> _What is required_: Apart from the pictures, print the data below exactly as given.

******

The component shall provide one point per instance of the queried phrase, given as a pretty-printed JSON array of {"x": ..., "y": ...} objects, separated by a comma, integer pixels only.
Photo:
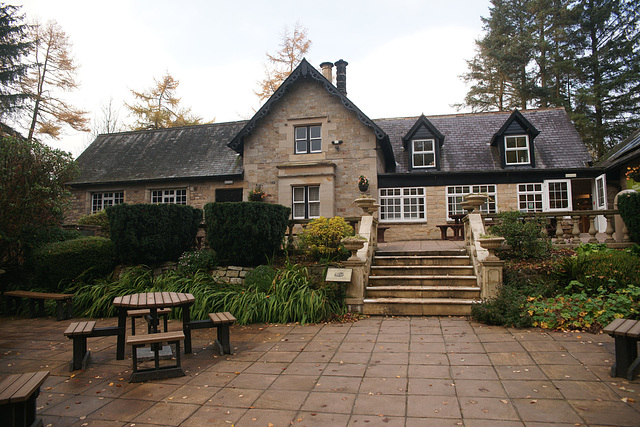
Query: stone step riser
[
  {"x": 422, "y": 271},
  {"x": 423, "y": 261},
  {"x": 422, "y": 281},
  {"x": 462, "y": 293}
]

******

> _Final answer_:
The component shall provide one point per instance of the queried phrase, given as a pretty-printed JSON array of {"x": ..., "y": ...} objects, separated by a comma, integer pixels only.
Photo:
Query: stone step riser
[
  {"x": 422, "y": 271},
  {"x": 423, "y": 261},
  {"x": 422, "y": 281},
  {"x": 462, "y": 293}
]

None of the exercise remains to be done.